# To be done:
List every line of the rows below as a numbered list, skipping blank lines and leaving out the pictures.

+++

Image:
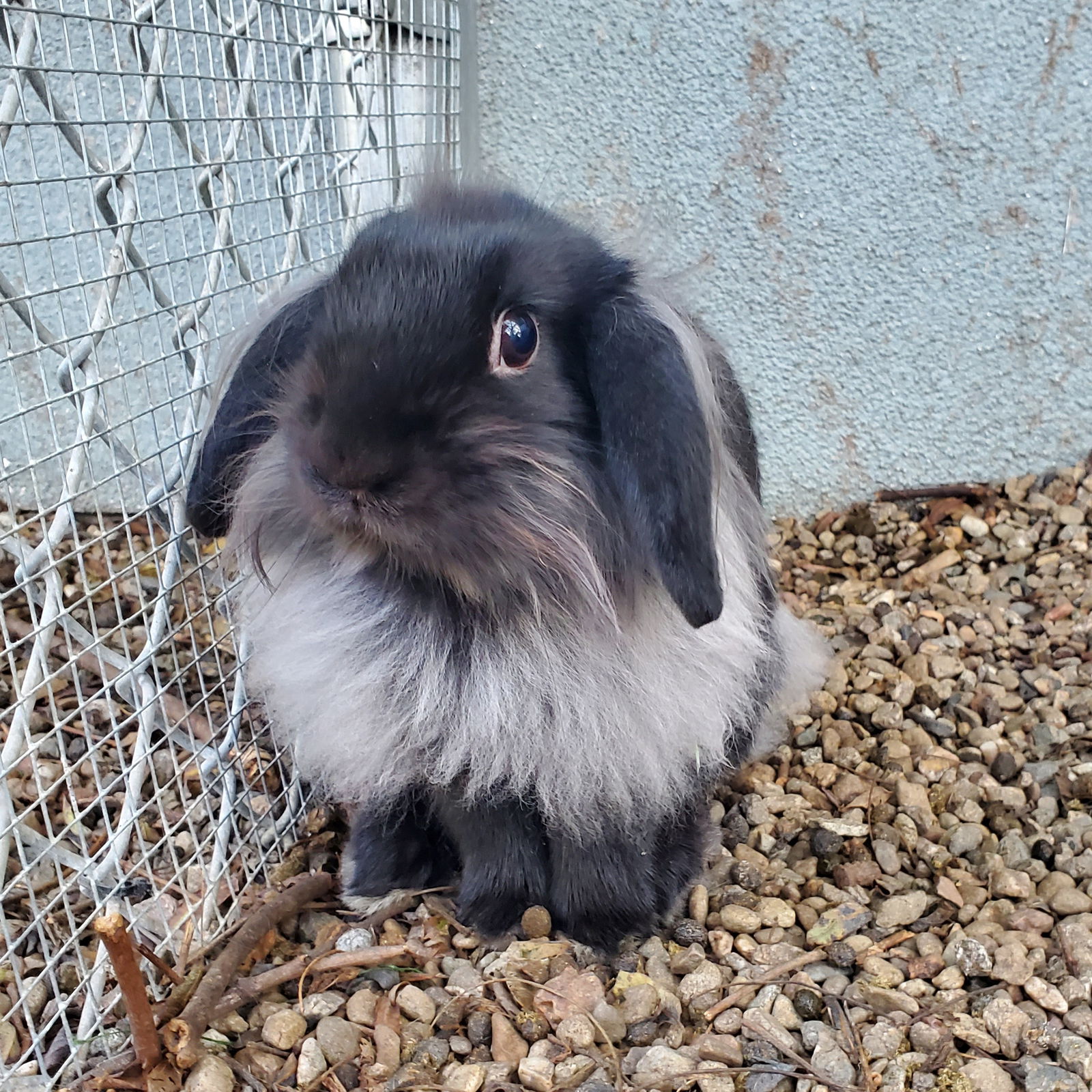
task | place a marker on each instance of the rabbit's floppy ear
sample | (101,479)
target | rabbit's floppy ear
(657,448)
(244,418)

+++

# The completed task:
1. Image:
2. task | place a marker on each instance of the rabbit's floppy ear
3. sample | (101,479)
4. target | rabbit's floppy ear
5. (657,448)
6. (244,418)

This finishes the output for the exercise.